One possible solution , can be to adapt this word sorting use of quicksort to sort integers. Otherwise , an exercise would be to re-write non-generic qsort functions of qsortsimp, partition, and swap for integers.

/*
 * qsortsimp.h
 *
 *  Created on: 17/03/2013
 *      Author: anonymous
 */

#ifndef QSORTSIMP_H_
#define QSORTSIMP_H_
#include <stdlib.h>
void qsortsimp( void* a, size_t elem_sz, int len, int(*cmp) (void*,void*) );
void shutdown_qsortsimp();

#endif /* QSORTSIMP_H_ */

//----------------------------------------------------------------------------

/*   qsortsimp.c
 *   author : anonymous
 */
#include "qsortsimp.h"
#include<stdlib.h>
#include<string.h>

	static void * swap_buf =0;
	static int bufsz = 0;


void swap( void* a, int i, int j, size_t elem_sz) {
	if (i==j)return;
	if (bufsz == 0 || bufsz < elem_sz) {
		swap_buf = realloc(swap_buf, elem_sz);
		bufsz=elem_sz;
	}

	memcpy( swap_buf, a+i*elem_sz, elem_sz);
	memcpy( a+i*elem_sz, a+j*elem_sz, elem_sz);
	memcpy( a+j*elem_sz, swap_buf, elem_sz);
}

void shutdown_qsortsimp() {
	if (swap_buf) {
		free(swap_buf);
	}
}

int partition( void* a, size_t elem_sz, int len, int (*cmp)(void*,void*) ) {

	int i = -1;
	int j = len-1;
	void* v = a + j * elem_sz;

	for(;;) {
		while( (*cmp)(a + ++i * elem_sz , v  ) < 0);
		while ( (*cmp)(v, a + --j * elem_sz) < 0 ) if (j==0) break ;
		if( i>=j)break;
		swap(a, i, j, elem_sz);
	}
	swap( a, i, len-1, elem_sz);
	return i;

}

void qsortsimp( void* a, size_t elem_sz, int len, int(*cmp) (void*,void*) ) {
	if ( len > 2) {
		int p = partition(a, elem_sz, len, cmp);
		qsortsimp( a, elem_sz, p, cmp);
		qsortsimp( a+(p+1)*elem_sz, elem_sz, len - p -1, cmp );
	}

}



//------------------------------------------------------------------------------

/*
Name        : words_quicksort.c
 Author      : anonymous
 Version     :
 Copyright   :  
 Description : quick sort the words in moby dick in C, Ansi-style
 ============================================================================
 */

#include <stdio.h>
#include <stdlib.h>
#include <ctype.h>
#include <string.h>
#include "qsortsimp.h"


void printArray(const char* a[], int n) {
	int i;
	for(i=0; i < n; ++i) {
			if(i!=0 && i% 5 == 0) {
				printf("\n");
			}
			if (i%1000000 ==0) {
				fprintf(stderr,"printed %d words\n", i);
			}
			printf("%s  ", a[i]);

	}
	printf("\n");

}

const int MAXCHARS=250;
char ** wordlist=0;
int nwords=0;
int remaining_block;
const size_t NWORDS_PER_BLOCK = 1000;

//const char* spaces=" \t\n\r";
//inline isspace(const char ch) {
//	int i=0;
//	while(spaces[i]!='\0') {
//		if(spaces[i++] == ch)

> **Given data**:
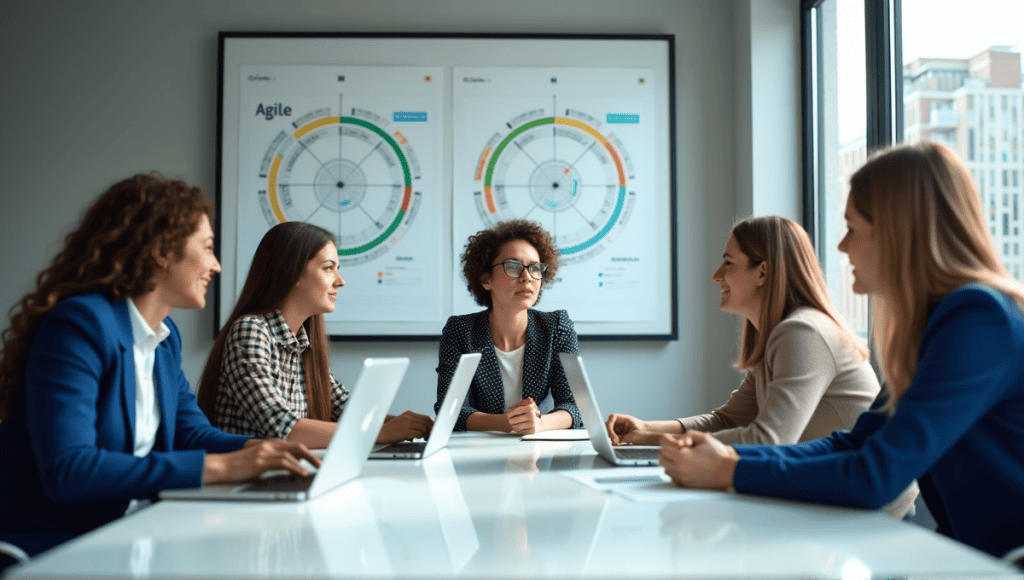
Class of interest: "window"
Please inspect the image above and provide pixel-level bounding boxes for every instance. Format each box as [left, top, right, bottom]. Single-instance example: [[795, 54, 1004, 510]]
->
[[803, 0, 872, 336], [802, 0, 1024, 295]]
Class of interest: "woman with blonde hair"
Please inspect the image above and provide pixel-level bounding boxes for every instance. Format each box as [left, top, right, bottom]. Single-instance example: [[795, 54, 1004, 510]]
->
[[607, 216, 880, 448], [662, 143, 1024, 555]]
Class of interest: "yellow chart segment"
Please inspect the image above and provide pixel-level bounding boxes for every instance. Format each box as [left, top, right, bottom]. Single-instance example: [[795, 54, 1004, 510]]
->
[[295, 117, 341, 139], [555, 117, 626, 187], [269, 155, 288, 223], [269, 117, 341, 223]]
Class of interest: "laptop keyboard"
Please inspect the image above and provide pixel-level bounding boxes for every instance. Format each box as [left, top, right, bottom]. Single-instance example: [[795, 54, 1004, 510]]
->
[[615, 447, 657, 461], [246, 473, 314, 492], [377, 441, 427, 453]]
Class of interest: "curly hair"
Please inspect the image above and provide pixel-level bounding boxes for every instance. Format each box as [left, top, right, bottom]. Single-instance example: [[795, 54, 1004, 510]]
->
[[460, 219, 559, 308], [0, 173, 213, 420]]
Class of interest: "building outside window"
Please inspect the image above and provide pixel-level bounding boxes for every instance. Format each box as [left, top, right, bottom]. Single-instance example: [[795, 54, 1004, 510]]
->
[[804, 0, 1024, 334]]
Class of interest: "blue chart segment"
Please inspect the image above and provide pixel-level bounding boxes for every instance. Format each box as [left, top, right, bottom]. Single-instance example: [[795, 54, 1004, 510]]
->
[[473, 110, 636, 263]]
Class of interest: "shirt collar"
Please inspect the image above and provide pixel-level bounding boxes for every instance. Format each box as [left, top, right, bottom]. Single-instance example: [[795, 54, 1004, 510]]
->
[[264, 310, 309, 351], [125, 298, 171, 348]]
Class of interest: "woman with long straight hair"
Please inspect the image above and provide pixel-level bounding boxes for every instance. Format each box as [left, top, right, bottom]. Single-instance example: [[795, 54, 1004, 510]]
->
[[606, 216, 880, 448], [662, 143, 1024, 555], [198, 221, 433, 448], [0, 174, 319, 554]]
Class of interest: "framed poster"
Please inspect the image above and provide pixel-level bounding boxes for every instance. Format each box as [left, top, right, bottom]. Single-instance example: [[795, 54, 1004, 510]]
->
[[220, 32, 677, 340]]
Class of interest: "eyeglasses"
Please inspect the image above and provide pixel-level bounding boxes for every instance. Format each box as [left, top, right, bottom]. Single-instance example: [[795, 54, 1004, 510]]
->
[[490, 258, 548, 280]]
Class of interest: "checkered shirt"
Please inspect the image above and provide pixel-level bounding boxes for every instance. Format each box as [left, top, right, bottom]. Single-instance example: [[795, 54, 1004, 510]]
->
[[214, 310, 348, 439]]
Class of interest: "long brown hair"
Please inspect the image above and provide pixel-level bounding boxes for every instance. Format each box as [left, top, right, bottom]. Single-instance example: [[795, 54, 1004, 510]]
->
[[732, 215, 868, 370], [196, 221, 335, 424], [850, 142, 1024, 406], [0, 174, 213, 419]]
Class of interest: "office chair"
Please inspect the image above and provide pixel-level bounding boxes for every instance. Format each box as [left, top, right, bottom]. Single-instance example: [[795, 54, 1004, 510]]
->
[[0, 541, 29, 573], [1002, 546, 1024, 570]]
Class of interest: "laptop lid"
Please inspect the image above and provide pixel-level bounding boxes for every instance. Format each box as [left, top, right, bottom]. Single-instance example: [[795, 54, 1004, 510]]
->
[[309, 358, 409, 498], [160, 358, 409, 501], [558, 353, 657, 465], [423, 353, 481, 457], [370, 353, 481, 459]]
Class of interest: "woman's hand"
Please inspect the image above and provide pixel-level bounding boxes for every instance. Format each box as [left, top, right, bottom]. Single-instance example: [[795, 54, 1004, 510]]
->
[[604, 413, 660, 445], [203, 439, 319, 484], [658, 431, 739, 490], [377, 411, 434, 443], [505, 397, 544, 434]]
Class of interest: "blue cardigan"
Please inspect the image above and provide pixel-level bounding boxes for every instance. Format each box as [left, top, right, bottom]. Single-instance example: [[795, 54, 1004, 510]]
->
[[434, 309, 583, 430], [733, 285, 1024, 556], [0, 294, 246, 535]]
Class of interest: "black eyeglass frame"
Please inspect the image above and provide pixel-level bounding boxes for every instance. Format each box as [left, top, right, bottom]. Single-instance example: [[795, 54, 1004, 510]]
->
[[490, 258, 548, 280]]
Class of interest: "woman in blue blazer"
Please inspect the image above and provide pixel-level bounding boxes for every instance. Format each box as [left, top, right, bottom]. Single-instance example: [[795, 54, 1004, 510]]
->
[[0, 175, 317, 553], [434, 219, 583, 434], [662, 143, 1024, 555]]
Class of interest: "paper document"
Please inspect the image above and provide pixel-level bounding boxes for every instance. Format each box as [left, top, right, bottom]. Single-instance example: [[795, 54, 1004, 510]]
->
[[520, 429, 590, 441], [562, 465, 717, 503]]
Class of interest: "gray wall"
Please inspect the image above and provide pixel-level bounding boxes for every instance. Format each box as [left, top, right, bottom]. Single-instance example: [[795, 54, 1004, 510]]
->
[[0, 0, 799, 418]]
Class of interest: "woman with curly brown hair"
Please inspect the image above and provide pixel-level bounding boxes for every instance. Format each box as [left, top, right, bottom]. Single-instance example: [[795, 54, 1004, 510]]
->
[[434, 219, 583, 434], [0, 174, 319, 553]]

> **Set of tasks**:
A. In the quicksort text, when does the swap function reallocate swap_buf, and what does it do right after? Answer in one to three sentences.
B. Copy the quicksort text starting with "One possible solution" and going on through "swap for integers.", renaming every "integers" to "floats".
The records are separate material and are not part of the quicksort text.

> **Answers provided**:
A. The swap function reallocates swap_buf when bufsz is 0 or smaller than elem_sz, giving the buffer a size of elem_sz. It then sets bufsz to elem_sz.

B.
One possible solution , can be to adapt this word sorting use of quicksort to sort floats. Otherwise , an exercise would be to re-write non-generic qsort functions of qsortsimp, partition, and swap for floats.